AUFTRAG A → Gib an, wie viele Zeilen der Datensätze die Zeichenfolge „right“ enthalten. Achte dabei auf Groß- und Kleinschreibung und nenne nur die Zahl.

SEITENAUSZUG →
Schabbat 18. April 2020; 24. Nissan 5780 = 9. Tag Omer (Zählung bis Schawuot)
Die Bedeutung des 8. Tages
Diese Parascha beginnt mit den Worten: Am 8. Tag – בַּיּוֹם הַשְּׁמִינִי (b’jom haschmini). Es ist der 8. Tag nach der Einsetzung Aarons und seiner Söhne in ihr Priesteramt. Am Ende der vorhergehenden Parascha lasen wir, dass die neu Geweihten 7 Tage nicht von dem heiligen Ort weichen durften. Nun ist der 8. Tag, und Mose gibt genaue Anweisungen, welche Opfer zu bringen sind.
Jede Zahl hat eine Bedeutung im Judentum. Darum sollten wir aufmerken, dass für den weiteren Verlauf des Tempeldienstes mit dem 8. Tag begonnen wird. Warum ist es nicht der erste Tag nach der Weihe für Gott?
Für die Einteilung der Zeit in Wochen gab Gott den Zyklus der 7 Tage, wobei als einziger der 7. Tag einen Namen erhielt, weil Gott diesen Tag besonders segnete und heiligte, denn an diesem Tag, dem Schabbat, unterbrach Gott Sein Werk und feierte es. Die Zahl 7 ist damit zu einem Zeichen der Heiligkeit in unserer Welt geworden. Das Werk der 6-tägigen Arbeit wird vollendet und gesegnet in der 7.
Die 8 übersteigt unsere Endlichkeit der 7, mit der wir die Wochentage zählen, in die Unendlichkeit. Jeder kennt das Zeichen der liegenden 8, das sich durch die Form, die weder Anfang noch Ende kennt, zum Zeichen für die Unendlichkeit am besten eignet.

BEREITGESTELLTE DATENSÄTZE →

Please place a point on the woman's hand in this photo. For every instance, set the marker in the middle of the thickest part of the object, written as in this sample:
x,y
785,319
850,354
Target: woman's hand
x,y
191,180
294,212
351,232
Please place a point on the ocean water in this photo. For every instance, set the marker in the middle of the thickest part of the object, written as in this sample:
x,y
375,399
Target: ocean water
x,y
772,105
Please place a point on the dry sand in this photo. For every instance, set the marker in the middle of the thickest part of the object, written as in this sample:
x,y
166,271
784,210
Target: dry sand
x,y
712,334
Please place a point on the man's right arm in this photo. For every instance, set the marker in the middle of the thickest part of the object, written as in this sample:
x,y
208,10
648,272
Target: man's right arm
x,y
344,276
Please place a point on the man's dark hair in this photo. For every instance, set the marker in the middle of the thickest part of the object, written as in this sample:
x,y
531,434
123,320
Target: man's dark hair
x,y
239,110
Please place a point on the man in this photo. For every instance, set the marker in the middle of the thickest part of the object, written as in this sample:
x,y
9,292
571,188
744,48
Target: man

AUFTRAG B → Wie lautet der Text über die Bedeutung des 8. Tages? Gib ihn vollständig und Wort für Wort wieder.

FERTIGE ANTWORT A → 2

FERTIGE ANTWORT B →
Schabbat 18. April 2020; 24. Nissan 5780 = 9. Tag Omer (Zählung bis Schawuot)
Die Bedeutung des 8. Tages
Diese Parascha beginnt mit den Worten: Am 8. Tag – בַּיּוֹם הַשְּׁמִינִי (b’jom haschmini). Es ist der 8. Tag nach der Einsetzung Aarons und seiner Söhne in ihr Priesteramt. Am Ende der vorhergehenden Parascha lasen wir, dass die neu Geweihten 7 Tage nicht von dem heiligen Ort weichen durften. Nun ist der 8. Tag, und Mose gibt genaue Anweisungen, welche Opfer zu bringen sind.
Jede Zahl hat eine Bedeutung im Judentum. Darum sollten wir aufmerken, dass für den weiteren Verlauf des Tempeldienstes mit dem 8. Tag begonnen wird. Warum ist es nicht der erste Tag nach der Weihe für Gott?
Für die Einteilung der Zeit in Wochen gab Gott den Zyklus der 7 Tage, wobei als einziger der 7. Tag einen Namen erhielt, weil Gott diesen Tag besonders segnete und heiligte, denn an diesem Tag, dem Schabbat, unterbrach Gott Sein Werk und feierte es. Die Zahl 7 ist damit zu einem Zeichen der Heiligkeit in unserer Welt geworden. Das Werk der 6-tägigen Arbeit wird vollendet und gesegnet in der 7.
Die 8 übersteigt unsere Endlichkeit der 7, mit der wir die Wochentage zählen, in die Unendlichkeit. Jeder kennt das Zeichen der liegenden 8, das sich durch die Form, die weder Anfang noch Ende kennt, zum Zeichen für die Unendlichkeit am besten eignet.